───── Selected passage
Pre-Requisites

Every pre-medical student knows the struggles of the weed-out pre-requisite courses, including chemistry, biology, physics, biochemistry, and, most challenging of all, organic chemistry. These courses are required for admission into UW majors, completing pre-medical degrees, and applying to medical school. While I greatly enjoyed biology and, to my surprise, physics, I struggled with chemistry. I really wanted to be the pre-medical student who fell in love with organic chemistry, but no matter how much I studied, I still really struggled to grasp the content. My brain struggled to think in 3D and reorient molecules in my mind, which greatly limited my ability to write out synthesis reactions. My lowest exam grades from all my time at UW were in Honors Organic Chemistry II. While I was disheartened and frustrated, my first honors organic chemistry professor, Dr. Chatterjee, told me something I'll never forget: "If you're trying really hard at something and it's not working, maybe that's not what you're meant to do." As someone who tries to be perfect at everything, hearing this really changed my perspective. My perfectionism was crippling, and obstructing my view of my end-goal. I do not want to pursue organic chemistry as my career, so perhaps my struggle with it is perfectly okay. I loved and found easier success with biology, which is much closer to my dreams of becoming a physician. Ultimately, I walked away from my organic chemistry failures, feeling content that they were hard because they allowed me to explore my limits.
"If you're trying really hard at something and it's not working, maybe that's not what you're meant to do."
My pre-requisite courses included many hands-on demonstrations or labs where I discovered that I learn best via hands-on practice. From titrations, quantum dots, unknown labs, anatomy explorations, class demonstrations, and even plant labs, I was forming my foundation of scientific knowledge. Each class served as a new lens through which to view a problem. At times, I was confused why certain classes were required for my degree and career path, but pre-requisite and weed-out courses served a greater purpose of challenging me. I was challenged to overcome my fear of failure, learn how to prioritize my time, and notice what topics resonated with me.
Each class served as a new lens through which to view a problem.
I used to think that one misstep, one minor mistake, would be catastrophic. I would pour countless hours into succeeding, not considering that maybe my weaknesses served a greater purpose in guiding me to where I was meant to be. I can’t say whether this was learned through repeatedly failing and adapting or actually learning to be truly okay with failure, but the end result is what’s important. I am still a work in progress. Failures don’t always just roll off my back, but they’re a little more willing to start rolling now that I’ve had some practice with them.
──────────
───── Source material
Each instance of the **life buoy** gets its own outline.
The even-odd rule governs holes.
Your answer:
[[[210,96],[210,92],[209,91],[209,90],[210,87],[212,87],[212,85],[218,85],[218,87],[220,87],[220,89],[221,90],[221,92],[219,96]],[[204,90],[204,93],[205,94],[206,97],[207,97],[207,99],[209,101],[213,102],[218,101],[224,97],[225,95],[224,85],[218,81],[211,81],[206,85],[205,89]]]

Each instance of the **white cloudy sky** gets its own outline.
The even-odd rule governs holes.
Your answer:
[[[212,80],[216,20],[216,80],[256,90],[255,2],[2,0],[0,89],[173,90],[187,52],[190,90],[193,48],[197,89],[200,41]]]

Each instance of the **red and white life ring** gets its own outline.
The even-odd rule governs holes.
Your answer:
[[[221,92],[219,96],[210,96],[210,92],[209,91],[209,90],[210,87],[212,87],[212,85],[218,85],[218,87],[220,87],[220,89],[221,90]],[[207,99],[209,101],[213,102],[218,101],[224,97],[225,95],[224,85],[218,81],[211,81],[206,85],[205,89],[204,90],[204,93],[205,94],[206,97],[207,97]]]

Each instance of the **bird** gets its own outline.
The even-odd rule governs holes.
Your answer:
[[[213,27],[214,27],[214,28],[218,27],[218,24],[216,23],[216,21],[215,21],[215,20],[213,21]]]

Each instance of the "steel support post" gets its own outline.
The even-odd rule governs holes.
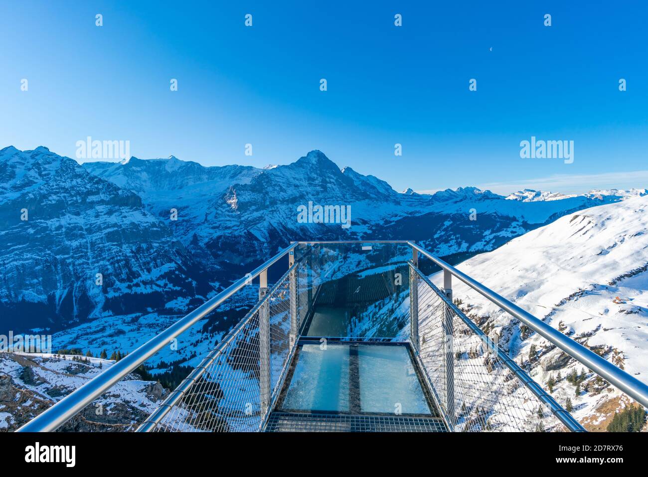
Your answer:
[[[259,277],[259,299],[268,294],[268,269]],[[270,409],[270,323],[268,300],[259,309],[259,366],[260,391],[261,419],[264,419]]]
[[[452,275],[447,270],[443,271],[443,292],[450,301],[452,301]],[[446,412],[454,421],[456,419],[454,402],[454,329],[452,319],[454,313],[450,307],[445,306],[443,322],[444,351],[445,354]],[[454,423],[448,423],[452,426]]]
[[[288,259],[288,268],[295,264],[295,255],[290,253]],[[289,274],[290,286],[290,349],[297,343],[297,267],[294,267]]]
[[[414,267],[419,266],[419,251],[412,249],[411,262],[410,267],[410,340],[415,351],[421,352],[419,341],[419,277]]]

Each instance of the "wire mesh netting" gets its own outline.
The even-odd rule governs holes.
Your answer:
[[[420,271],[416,280],[418,340],[424,372],[455,432],[557,431],[563,426],[505,364],[505,353]]]
[[[181,397],[156,430],[260,429],[295,347],[290,282],[297,265],[291,267],[180,384],[176,392],[181,393]]]

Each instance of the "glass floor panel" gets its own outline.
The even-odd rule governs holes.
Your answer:
[[[430,413],[406,347],[360,345],[358,356],[362,412]]]
[[[299,347],[283,408],[349,411],[349,346],[329,343]]]
[[[348,308],[319,305],[315,308],[308,326],[308,336],[346,336],[351,313]]]
[[[304,344],[286,383],[278,410],[435,415],[406,346]]]

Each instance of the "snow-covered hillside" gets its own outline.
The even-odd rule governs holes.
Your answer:
[[[491,250],[564,213],[621,198],[610,194],[529,203],[475,187],[399,194],[373,176],[341,169],[317,150],[264,169],[203,167],[172,156],[84,167],[141,196],[161,220],[177,209],[178,220],[170,224],[176,237],[201,261],[232,276],[291,240],[406,237],[441,255]],[[297,207],[309,202],[351,206],[351,226],[300,223]],[[481,220],[471,220],[472,213]]]
[[[0,432],[15,430],[113,364],[79,356],[0,353]],[[133,430],[168,393],[159,383],[130,374],[60,430]]]
[[[457,268],[648,382],[648,196],[570,214]],[[457,280],[453,292],[537,380],[557,381],[554,395],[592,428],[627,404],[592,373],[575,395],[566,378],[581,365]]]
[[[4,330],[197,305],[212,290],[139,196],[44,147],[0,150],[0,244]]]

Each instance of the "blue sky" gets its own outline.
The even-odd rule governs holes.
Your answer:
[[[319,149],[397,190],[648,187],[648,6],[487,3],[5,0],[0,147],[74,157],[91,136],[258,167]],[[532,135],[573,141],[573,163],[521,159]]]

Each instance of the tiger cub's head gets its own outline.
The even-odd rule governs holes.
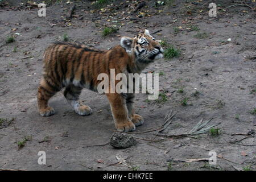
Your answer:
[[[134,55],[137,60],[143,63],[151,63],[163,57],[163,49],[159,42],[150,35],[148,30],[139,34],[134,38],[122,37],[121,46],[128,54]]]

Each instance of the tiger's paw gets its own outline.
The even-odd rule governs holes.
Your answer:
[[[136,126],[142,125],[144,123],[144,119],[141,115],[134,114],[131,117],[131,121]]]
[[[133,131],[136,129],[135,125],[130,121],[125,123],[115,123],[117,131],[121,132]]]
[[[55,111],[53,108],[48,106],[46,109],[40,109],[39,113],[42,116],[47,117],[53,115]]]
[[[81,115],[88,115],[92,114],[92,109],[89,106],[80,105],[79,107],[75,110],[75,111]]]

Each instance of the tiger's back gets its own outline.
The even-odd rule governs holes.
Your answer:
[[[108,51],[101,51],[70,43],[56,43],[44,53],[43,77],[38,90],[38,104],[42,116],[55,111],[49,100],[65,87],[64,95],[75,111],[82,115],[92,114],[92,109],[79,101],[81,90],[86,88],[97,91],[100,73],[110,77],[110,70],[119,73],[139,73],[149,63],[162,57],[159,42],[145,30],[134,38],[123,37],[121,44]],[[117,83],[117,81],[115,81]],[[143,118],[134,113],[134,94],[106,93],[110,104],[115,127],[118,131],[134,131],[143,123]]]

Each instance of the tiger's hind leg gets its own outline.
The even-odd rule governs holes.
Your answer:
[[[38,90],[38,105],[39,113],[42,116],[50,116],[54,114],[54,109],[48,105],[49,100],[60,89],[51,84],[45,78],[42,78]]]
[[[82,89],[81,87],[69,85],[66,87],[64,94],[76,113],[82,115],[88,115],[92,114],[92,109],[82,104],[79,101],[79,96]]]

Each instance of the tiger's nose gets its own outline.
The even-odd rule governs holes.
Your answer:
[[[155,46],[155,48],[160,51],[160,49],[161,49],[161,46]]]

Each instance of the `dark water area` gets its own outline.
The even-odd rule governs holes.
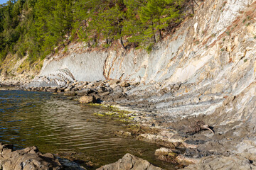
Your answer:
[[[174,169],[155,158],[154,151],[161,146],[115,137],[112,131],[124,128],[93,115],[99,111],[107,108],[46,92],[0,91],[0,142],[14,144],[16,149],[36,145],[43,153],[71,155],[84,166],[90,162],[87,169],[114,162],[126,153]]]

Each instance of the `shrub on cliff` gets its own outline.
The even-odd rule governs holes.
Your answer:
[[[89,47],[119,40],[149,48],[178,23],[188,0],[18,0],[0,5],[0,58],[28,54],[31,62],[71,40]]]

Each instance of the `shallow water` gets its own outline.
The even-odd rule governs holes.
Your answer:
[[[50,93],[0,91],[0,142],[18,149],[36,145],[41,152],[75,157],[83,165],[90,161],[92,166],[88,169],[114,162],[126,153],[174,169],[154,157],[160,146],[113,135],[122,126],[93,115],[107,109]]]

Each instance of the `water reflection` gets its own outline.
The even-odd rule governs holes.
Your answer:
[[[43,152],[75,152],[99,163],[97,166],[129,152],[174,169],[155,159],[154,152],[159,146],[110,134],[122,127],[92,115],[104,108],[81,106],[48,93],[0,91],[0,96],[2,142],[16,144],[17,148],[36,145]]]

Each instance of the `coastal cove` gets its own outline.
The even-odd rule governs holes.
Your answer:
[[[126,153],[175,169],[156,159],[159,145],[117,137],[113,132],[124,130],[123,123],[93,115],[107,112],[107,108],[81,105],[48,92],[1,90],[0,96],[0,140],[16,149],[36,145],[43,153],[69,159],[87,169],[114,162]]]

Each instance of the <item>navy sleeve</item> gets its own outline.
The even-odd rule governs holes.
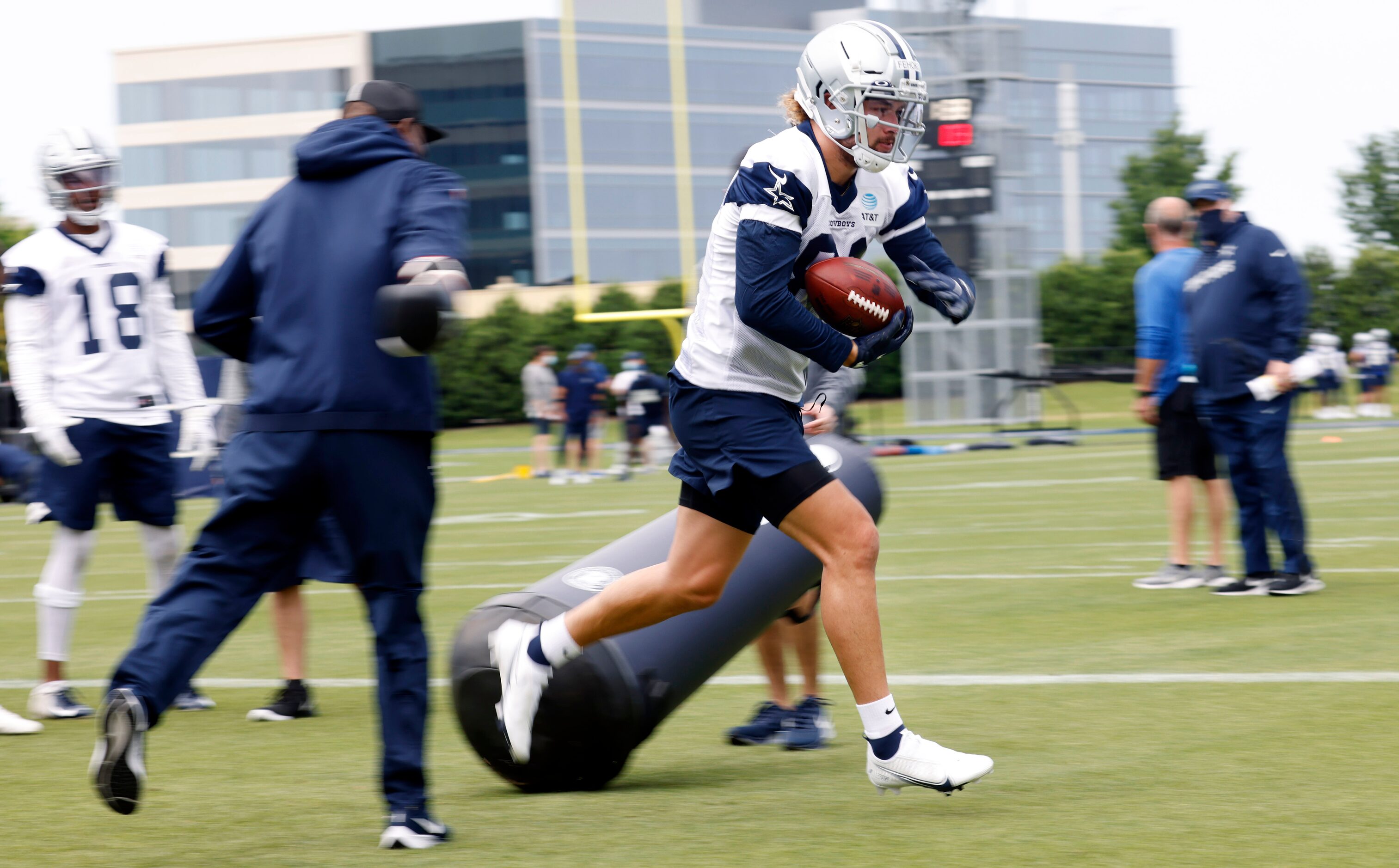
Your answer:
[[[420,256],[466,261],[466,208],[460,178],[425,161],[413,166],[393,231],[395,267]]]
[[[1291,362],[1298,355],[1311,292],[1297,268],[1295,260],[1272,232],[1259,233],[1254,250],[1255,263],[1273,294],[1274,323],[1277,326],[1267,348],[1267,358]]]
[[[757,219],[739,224],[733,303],[743,324],[827,370],[851,355],[851,338],[825,324],[788,289],[802,236]]]
[[[194,333],[241,362],[250,361],[257,316],[257,278],[248,250],[255,222],[208,281],[194,294]]]
[[[778,169],[769,162],[740,166],[725,190],[723,201],[788,211],[796,215],[803,229],[811,217],[811,191],[797,179],[796,172]]]
[[[886,235],[893,235],[909,225],[911,222],[925,217],[928,214],[928,190],[923,189],[923,182],[919,180],[918,175],[912,172],[908,173],[908,198],[904,204],[894,211],[894,217],[888,219],[888,226],[880,232],[880,239]],[[914,232],[911,229],[911,232]],[[895,236],[897,238],[897,236]],[[891,239],[893,240],[893,239]],[[932,266],[932,263],[928,263]],[[942,268],[939,268],[942,271]],[[946,274],[946,273],[944,273]]]
[[[937,240],[933,231],[928,226],[919,226],[911,232],[897,235],[887,242],[884,242],[884,253],[894,260],[898,266],[901,274],[908,274],[909,271],[921,271],[918,266],[914,264],[914,257],[923,260],[929,268],[933,271],[940,271],[947,277],[956,277],[958,280],[967,281],[967,285],[977,291],[977,285],[972,282],[971,277],[965,271],[957,267],[957,263],[947,256],[943,250],[943,243]]]
[[[43,295],[43,275],[29,266],[4,270],[4,292]]]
──────────
## What is being asked
Please answer these questions from the pre-requisites text:
1. In which course did the writer get the lowest exam grades of their time at UW?
2. Who told the writer, "If you're trying really hard at something and it's not working, maybe that's not what you're meant to do"?
3. Through what kind of practice did the writer discover they learn best?

## Task solution
1. Honors Organic Chemistry II.
2. Dr. Chatterjee, the writer's first honors organic chemistry professor.
3. Hands-on practice.